• [Task prompt] Render every line of the records below as a Markdown table with the columns "Row" and "Entry", giving each line its row number and omitting blank lines.

**********

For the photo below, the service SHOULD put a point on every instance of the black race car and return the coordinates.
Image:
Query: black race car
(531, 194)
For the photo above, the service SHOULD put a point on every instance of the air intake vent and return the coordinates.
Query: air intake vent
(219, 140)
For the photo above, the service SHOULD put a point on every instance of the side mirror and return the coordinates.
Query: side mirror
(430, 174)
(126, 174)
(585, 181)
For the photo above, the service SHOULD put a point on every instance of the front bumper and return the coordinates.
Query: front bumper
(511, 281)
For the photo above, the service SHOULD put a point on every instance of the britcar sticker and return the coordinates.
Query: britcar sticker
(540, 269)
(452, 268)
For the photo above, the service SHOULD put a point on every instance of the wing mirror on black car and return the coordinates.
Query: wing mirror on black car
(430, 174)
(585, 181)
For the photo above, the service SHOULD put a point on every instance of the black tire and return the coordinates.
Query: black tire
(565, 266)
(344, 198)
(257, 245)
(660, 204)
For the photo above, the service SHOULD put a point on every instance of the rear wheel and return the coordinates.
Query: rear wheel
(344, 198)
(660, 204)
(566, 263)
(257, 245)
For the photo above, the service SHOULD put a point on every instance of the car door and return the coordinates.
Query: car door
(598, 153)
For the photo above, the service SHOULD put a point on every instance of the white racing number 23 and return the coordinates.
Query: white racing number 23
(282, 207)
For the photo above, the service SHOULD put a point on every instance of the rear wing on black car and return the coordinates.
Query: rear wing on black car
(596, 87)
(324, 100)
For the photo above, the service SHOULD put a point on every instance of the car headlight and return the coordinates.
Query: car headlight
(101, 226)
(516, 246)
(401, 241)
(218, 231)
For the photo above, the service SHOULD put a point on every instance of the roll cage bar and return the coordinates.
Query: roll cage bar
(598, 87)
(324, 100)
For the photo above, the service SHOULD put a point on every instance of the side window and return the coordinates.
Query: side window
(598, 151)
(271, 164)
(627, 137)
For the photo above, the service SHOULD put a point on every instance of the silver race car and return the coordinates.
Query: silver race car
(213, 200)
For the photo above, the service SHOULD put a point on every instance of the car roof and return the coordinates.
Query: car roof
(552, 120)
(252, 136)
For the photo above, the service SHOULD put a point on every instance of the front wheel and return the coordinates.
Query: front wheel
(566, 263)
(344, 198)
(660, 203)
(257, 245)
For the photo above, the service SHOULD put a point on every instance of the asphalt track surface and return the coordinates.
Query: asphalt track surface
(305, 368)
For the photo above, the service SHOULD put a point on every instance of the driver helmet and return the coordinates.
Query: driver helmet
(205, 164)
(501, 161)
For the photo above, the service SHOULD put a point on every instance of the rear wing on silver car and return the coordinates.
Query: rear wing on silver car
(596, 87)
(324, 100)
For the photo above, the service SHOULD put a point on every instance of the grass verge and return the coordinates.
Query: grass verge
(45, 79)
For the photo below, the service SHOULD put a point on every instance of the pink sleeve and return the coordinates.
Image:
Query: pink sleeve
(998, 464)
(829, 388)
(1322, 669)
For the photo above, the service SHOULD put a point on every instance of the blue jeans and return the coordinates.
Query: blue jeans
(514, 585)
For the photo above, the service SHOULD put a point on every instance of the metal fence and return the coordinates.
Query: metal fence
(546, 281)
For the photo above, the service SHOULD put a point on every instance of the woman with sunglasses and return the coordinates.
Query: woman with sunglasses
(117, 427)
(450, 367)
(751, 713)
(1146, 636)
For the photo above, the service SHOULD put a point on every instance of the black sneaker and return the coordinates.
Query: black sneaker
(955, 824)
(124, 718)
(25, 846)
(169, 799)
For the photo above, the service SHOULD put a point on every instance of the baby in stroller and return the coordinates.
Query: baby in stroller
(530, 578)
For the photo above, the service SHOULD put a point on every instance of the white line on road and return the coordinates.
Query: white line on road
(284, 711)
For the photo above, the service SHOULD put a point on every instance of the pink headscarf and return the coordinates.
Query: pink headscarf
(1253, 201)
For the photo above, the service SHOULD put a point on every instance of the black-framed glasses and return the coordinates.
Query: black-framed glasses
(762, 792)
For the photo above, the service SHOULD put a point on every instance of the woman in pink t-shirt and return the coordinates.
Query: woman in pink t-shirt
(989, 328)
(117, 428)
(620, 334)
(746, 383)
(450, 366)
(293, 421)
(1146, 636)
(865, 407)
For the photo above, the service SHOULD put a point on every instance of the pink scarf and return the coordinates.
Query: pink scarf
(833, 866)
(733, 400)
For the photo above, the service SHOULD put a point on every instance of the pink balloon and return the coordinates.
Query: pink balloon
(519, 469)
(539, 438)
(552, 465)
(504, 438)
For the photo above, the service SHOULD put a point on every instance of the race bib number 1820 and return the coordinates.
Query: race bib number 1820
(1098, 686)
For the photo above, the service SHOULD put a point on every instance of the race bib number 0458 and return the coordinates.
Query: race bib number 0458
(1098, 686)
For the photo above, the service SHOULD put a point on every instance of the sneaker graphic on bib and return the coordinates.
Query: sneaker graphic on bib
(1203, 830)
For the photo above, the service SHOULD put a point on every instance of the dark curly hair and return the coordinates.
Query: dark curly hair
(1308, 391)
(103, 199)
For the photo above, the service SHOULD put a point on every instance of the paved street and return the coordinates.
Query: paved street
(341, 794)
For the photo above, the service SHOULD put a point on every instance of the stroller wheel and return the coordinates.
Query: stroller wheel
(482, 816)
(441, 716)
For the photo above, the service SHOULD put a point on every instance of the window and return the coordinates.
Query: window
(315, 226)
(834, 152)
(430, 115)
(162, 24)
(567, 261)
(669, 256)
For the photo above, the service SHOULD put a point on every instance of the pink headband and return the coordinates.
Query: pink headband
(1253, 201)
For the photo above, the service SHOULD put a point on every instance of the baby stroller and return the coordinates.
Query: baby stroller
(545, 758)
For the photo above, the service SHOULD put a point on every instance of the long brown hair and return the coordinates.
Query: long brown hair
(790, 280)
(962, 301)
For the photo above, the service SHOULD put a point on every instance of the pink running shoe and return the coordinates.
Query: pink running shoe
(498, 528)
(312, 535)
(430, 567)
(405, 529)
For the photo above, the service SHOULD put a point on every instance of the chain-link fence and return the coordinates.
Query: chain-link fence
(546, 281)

**********

• [Response to the exercise]
| Row | Entry |
|---|---|
| 1 | For the photo below, the service SHOULD put a point on every instance of the black race car and return the coordinates. |
| 2 | Image: |
| 3 | Query: black race car |
| 4 | (531, 194) |
| 5 | For the photo above, the service SHOULD put a point on every instance of the air intake vent and return the coordinates. |
| 6 | Query: air intake vent |
| 7 | (219, 140) |
| 8 | For the photo above, the service SHOULD put a point on every instance of the side mirror and return the coordinates. |
| 9 | Query: side mirror |
| 10 | (430, 174) |
| 11 | (126, 174) |
| 12 | (585, 181) |
| 13 | For the photo above, the service SHOULD put a point on every instance of the front bumper and return the coordinates. |
| 14 | Query: front bumper |
| 15 | (511, 281) |
| 16 | For the photo above, the service SHOULD put a point on every instance of the britcar sticker and return the coordinates. |
| 17 | Query: britcar sticker |
| 18 | (540, 269) |
| 19 | (452, 268) |
| 20 | For the photo above, the service SHOULD put a point on every instance of the wing mirror on black car and return the coordinates. |
| 21 | Query: wing mirror on black car |
| 22 | (430, 174) |
| 23 | (585, 181) |
| 24 | For the photo above, the service SHOULD put a point on every instance of the black tire and return the coordinates. |
| 25 | Query: black tire |
| 26 | (565, 266) |
| 27 | (344, 198) |
| 28 | (257, 245) |
| 29 | (660, 204) |
| 30 | For the photo above, the service SHOULD put a point on every instance of the rear wheel and return the coordinates. |
| 31 | Query: rear wheel |
| 32 | (344, 198) |
| 33 | (660, 204) |
| 34 | (566, 263) |
| 35 | (257, 245) |
| 36 | For the photo above, the service SHOULD put a point on every instance of the car door and return the coordinates. |
| 37 | Query: car door |
| 38 | (598, 153) |
| 39 | For the photo above, the service SHOULD put a point on every instance of the white racing number 23 and return the coordinates. |
| 40 | Query: white racing number 23 |
| 41 | (282, 207) |
| 42 | For the photo above, the service SHOULD put a point on every instance of the rear wing on black car and return the coordinates. |
| 43 | Query: rear wing on black car |
| 44 | (596, 87) |
| 45 | (324, 100) |
| 46 | For the photo above, the service SHOULD put a point on every instance of the car headlight and return the coordinates. |
| 47 | Query: car headlight |
| 48 | (101, 226) |
| 49 | (516, 246) |
| 50 | (401, 241) |
| 51 | (218, 231) |
| 52 | For the photo above, the service SHOULD put a point on every instance of the roll cage bar and return the coordinates. |
| 53 | Query: roll cage bar |
| 54 | (598, 87) |
| 55 | (324, 100) |
| 56 | For the photo above, the service SHOULD put a point on every instance of the side window and return the coordinates. |
| 57 | Query: side window |
| 58 | (598, 151) |
| 59 | (271, 164) |
| 60 | (627, 137) |
| 61 | For the photo above, the service SHOULD put a point on every instance of the silver race car and return the coordinates. |
| 62 | Query: silver race car |
| 63 | (213, 200) |
| 64 | For the photo above, the service SHOULD put a point on every instance of the car roof and return the coordinates. |
| 65 | Query: car roof |
| 66 | (552, 120) |
| 67 | (252, 136) |
| 68 | For the photo above, the service SHOULD put a point on every instance of the front wheel and return the coordinates. |
| 69 | Query: front wheel |
| 70 | (566, 263) |
| 71 | (344, 198) |
| 72 | (660, 203) |
| 73 | (257, 245) |
| 74 | For the photo above, the service SHOULD put a point on every instance of the asphalt track surface and return the coordinates. |
| 75 | Query: asphalt track surface |
| 76 | (305, 368) |
| 77 | For the photo above, the service SHOULD put a point on every instance of the driver helmet and return the coordinates. |
| 78 | Query: driver helmet |
| 79 | (205, 164) |
| 80 | (501, 161) |
| 81 | For the photo above, the service SHOULD put a point on every instance of the rear wing on silver car and return the coordinates. |
| 82 | Query: rear wing on silver car |
| 83 | (596, 87) |
| 84 | (324, 100) |
| 85 | For the photo above, the service SHOULD put a point on every instance of the grass verge and return the coordinates. |
| 86 | Query: grass verge |
| 87 | (45, 79) |
| 88 | For the photo below, the service SHOULD put a point on every instance of the pink sleeve and return the coordinates. |
| 89 | Image: |
| 90 | Query: pink sleeve |
| 91 | (998, 464) |
| 92 | (829, 388) |
| 93 | (1322, 669) |
| 94 | For the photo above, the service SHOULD put a point on every instance of the blue jeans and return the coordinates. |
| 95 | Query: blue jeans |
| 96 | (514, 585) |
| 97 | For the photo above, the service SHOULD put a point on every instance of the metal fence and return the coordinates. |
| 98 | Query: metal fence |
| 99 | (546, 281) |
| 100 | For the photo above, the service SHOULD put a point on every instance of the woman with sunglasses and return the coordinates. |
| 101 | Query: woman with sunglasses |
| 102 | (117, 427) |
| 103 | (450, 367) |
| 104 | (751, 713) |
| 105 | (1146, 636) |
| 106 | For the photo above, the service SHOULD put a point on every instance of the black sneaker and return the coordinates. |
| 107 | Query: black sneaker |
| 108 | (955, 824) |
| 109 | (124, 718) |
| 110 | (25, 846) |
| 111 | (169, 799) |
| 112 | For the photo above, the service SHOULD put a point on every instance of the baby in stroller and return the coordinates. |
| 113 | Query: baby in stroller |
| 114 | (530, 578) |
| 115 | For the photo above, the service SHOULD put a point on every instance of the white line on road and return the coordinates. |
| 116 | Query: white line on road |
| 117 | (284, 711) |
| 118 | For the photo above, the service SHOULD put a point on every instance of the pink headscarf and return the coordinates. |
| 119 | Query: pink headscarf |
| 120 | (1253, 201) |
| 121 | For the photo above, the service SHOULD put a point on every instance of the black-framed glasses and return the coordinates. |
| 122 | Query: black-framed glasses |
| 123 | (762, 792) |
| 124 | For the photo above, the service SHOULD put a point on every instance of the woman in pink t-shirt and return the coordinates. |
| 125 | Query: woman in pink t-shirt |
| 126 | (989, 328) |
| 127 | (117, 428) |
| 128 | (620, 334) |
| 129 | (746, 383) |
| 130 | (450, 366) |
| 131 | (293, 421) |
| 132 | (1146, 636) |
| 133 | (865, 407) |
| 134 | For the photo above, the service SHOULD put a point on every instance of the pink scarf and return the coordinates. |
| 135 | Query: pink scarf |
| 136 | (833, 866) |
| 137 | (733, 400) |
| 138 | For the photo above, the service SHOULD put a point on every instance of the pink balloon and return the coordinates. |
| 139 | Query: pink balloon |
| 140 | (519, 469) |
| 141 | (539, 438) |
| 142 | (552, 465) |
| 143 | (504, 438) |
| 144 | For the photo above, the service SHOULD put a point on every instance of the race bib number 1820 and return the coordinates. |
| 145 | Query: race bib number 1820 |
| 146 | (1098, 686) |
| 147 | For the photo above, the service SHOULD put a point on every instance of the race bib number 0458 and return the coordinates. |
| 148 | Query: race bib number 0458 |
| 149 | (1098, 686) |
| 150 | For the photo above, the service SHOULD put a point on every instance of the sneaker graphic on bib and return the coordinates. |
| 151 | Query: sneaker graphic on bib |
| 152 | (1203, 830) |
| 153 | For the photo above, the service SHOULD put a point on every instance of the dark curly hair and return the coordinates. |
| 154 | Query: dark curly hair |
| 155 | (1308, 391) |
| 156 | (103, 199) |
| 157 | For the photo above, the service SHOULD put a point on every instance of the paved street and return the coordinates. |
| 158 | Query: paved street |
| 159 | (341, 794) |
| 160 | For the photo above, the service SHOULD put a point on every instance of the stroller wheel and return the coordinates. |
| 161 | Query: stroller wheel |
| 162 | (482, 816) |
| 163 | (441, 716) |
| 164 | For the photo above, the service SHOULD put a point on every instance of the window and return the coordinates. |
| 165 | Query: window |
| 166 | (315, 226) |
| 167 | (834, 152) |
| 168 | (430, 115) |
| 169 | (162, 24) |
| 170 | (567, 261) |
| 171 | (669, 256) |
| 172 | For the photo above, the service SHOULD put a point on every instance of the pink headband and return the coordinates. |
| 173 | Query: pink headband |
| 174 | (1253, 201) |
| 175 | For the photo above, the service SHOULD put a point on every instance of the baby stroller and return the coordinates. |
| 176 | Query: baby stroller |
| 177 | (545, 758) |
| 178 | For the photo above, the service SHOULD put a point on every instance of the long brown hair and return the coordinates. |
| 179 | Query: long brown hair |
| 180 | (790, 280) |
| 181 | (962, 301) |
| 182 | For the photo above, the service SHOULD put a point on every instance of the pink running shoe and return the coordinates. |
| 183 | Query: pink running shoe |
| 184 | (498, 528) |
| 185 | (312, 535) |
| 186 | (430, 567) |
| 187 | (405, 529) |
| 188 | For the photo above, the service SHOULD put a point on every instance of the chain-link fence and return the coordinates. |
| 189 | Query: chain-link fence |
| 190 | (546, 281) |